• Text segment:
━━━━━━━━━━
By October 28, 2014Article

Enterprise marketing leaders and chief content officers use many tactics to serve numerous content constituents and their use case requirements. The emergence of the digital enterprise elevates requirements as groups beyond marketing, including sales and channel sales partners, but also customer service and HR (talent acquisition), must be supported in their use of content and content marketing tactics. 

One tactic marketers have embraced is content curation. To improve content quality, operational efficiency and return-on-content (all comprising ROI) we think organizations must go beyond current curation practices, to “harvest” the content they curate. 

Verb: Curate — “To pull together, sift through, and select for presentation, as music or website content.” “We curate our merchandise with a sharp eye for trending fashion,” the store manager explained. Museums employ curators to select, organize and present art pieces. 

Verb: Harvest — “To reap; to gain, win, acquire or use; return or proceeds.” Fishermen harvested hundreds of salmon from the river. 

The business problems curation addresses 

Content curation today is a severely underutilized tactic, but it offers great potential to address many content challenges marketers face:

  • Raising content quality and situational relevance
  • Delivering a constant stream of content to address rapidly expanding requirements
  • Lowering content creation costs (i.e., time, effort and dollars)  

Respondents in a Content Marketing Institute study on B2B marketing trends ranked the top challenges for B2B marketers.   

Curate fig 1

© 2014. Content Marketing Institute. All Rights Reserved. Used with permission. 

Most curation practices today are defined by software vendors, based on the functionality of their products. They automate a process that reduces workload and supports primary marketing objectives, especially lead generation and nurturing. The resulting application resembles a newsletter of curated articles. 

Some organizations use curation of third-party articles to listen to and monitor industry trends and competitors. 

These are good, “level one” starting points. But they’re based on limited thinking: “I need fresh content to send to my list. Curating existing articles from the Web is a good service for my time-constrained audiences. It can be accomplished with low effort and good automation support.” 

Companies can use content curation to address significant and costly content-related business objectives. They must start by asking: “To get more out of our content and content investments, how do we:

  • Optimize the use of existing content
  • Improve the quality and insights of our new, proprietary content
  • Lower the time, effort and cost to create a constant stream of new content
  • Address the challenge of scaling content operations to “cover” ALL our primary use case requirements such as tailoring for relevance based on audience/persona, buying stage, industry vertical, format preferences and other factors
  • Make it easier for content constituents throughout our content, communication and collaboration “ecosystem” to edit content, configure and package new content for specific situations?”
━━━━━━━━━━
• Exercise prompt: Carry on the article about content curation and harvesting from the point where it ends. You won't need the records for this.
━━━━━━━━━━
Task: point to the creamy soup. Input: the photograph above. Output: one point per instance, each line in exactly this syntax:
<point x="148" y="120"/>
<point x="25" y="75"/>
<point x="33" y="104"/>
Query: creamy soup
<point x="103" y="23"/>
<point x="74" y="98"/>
━━━━━━━━━━
• Exercise result:
Understanding the causes of curation challenges 

By approaching curation from the perspective of how to address these problems raises new questions and creates new thinking. 

  1. Why don’t we optimize the use of existing content? Common responses include: “it’s too hard to find what we need.” “Content is stored in many places.” “When I find content files, it takes too much time and effort to figure out if they meet my needs.” 
     
  2. What constrains the quality of our insights and content? Comments include: “The experts who have or develop insightful ideas don’t have easy ways to document and share those insights. With third-party sources such as customers, partners, or industry experts, this is an even greater challenge.” 
     
  3. What are the key causes of the time, effort and cost of creating new content and why is it so hard to scale content production? Answers point out: “Every content project is a fresh start requiring acquisition of critical inputs, and some level of research. Beyond insights, we need access to experts who understand how to apply insights, with the right language, for the relevance factors such as audience/buyer and situational context that content must address. We need supporting facts and data (ideally research based), stories, as well as graphics and images. Also, the approval process for language and brand accuracy is a real constraint.”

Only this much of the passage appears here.